■ **Supplied information**
----
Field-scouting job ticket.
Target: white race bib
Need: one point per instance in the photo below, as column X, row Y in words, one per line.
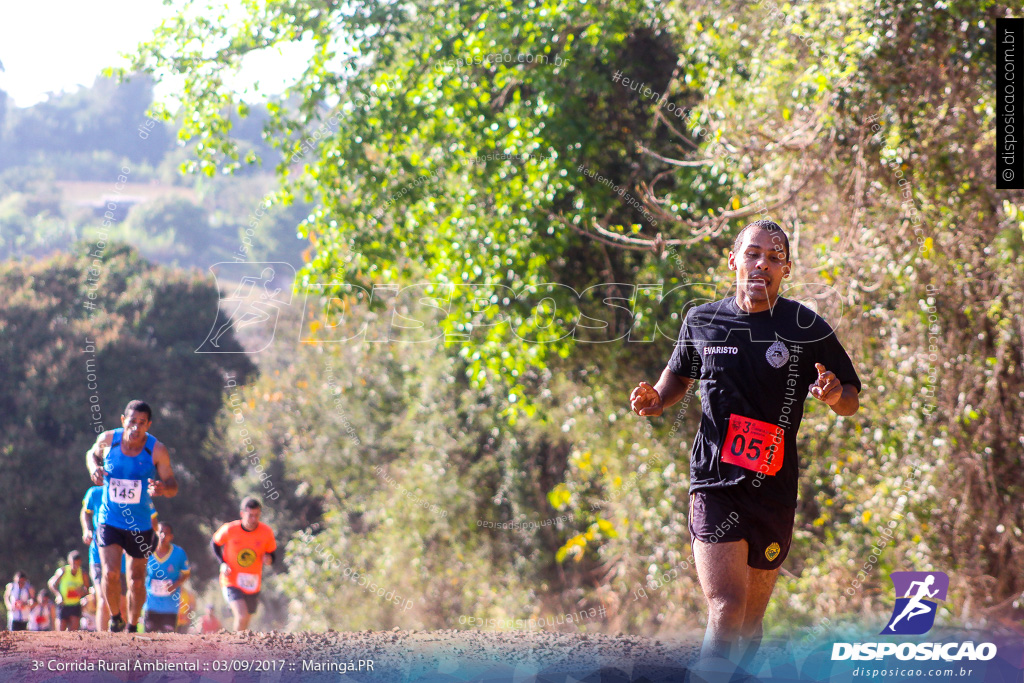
column 125, row 491
column 248, row 582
----
■ **Written exercise**
Return the listing above unchanged, apart from dropping its pictures.

■ **Task result**
Field-scouting job ticket.
Target: white race bib
Need: one point per instance in the photo below, as column X, row Y in words, one per line.
column 125, row 491
column 248, row 582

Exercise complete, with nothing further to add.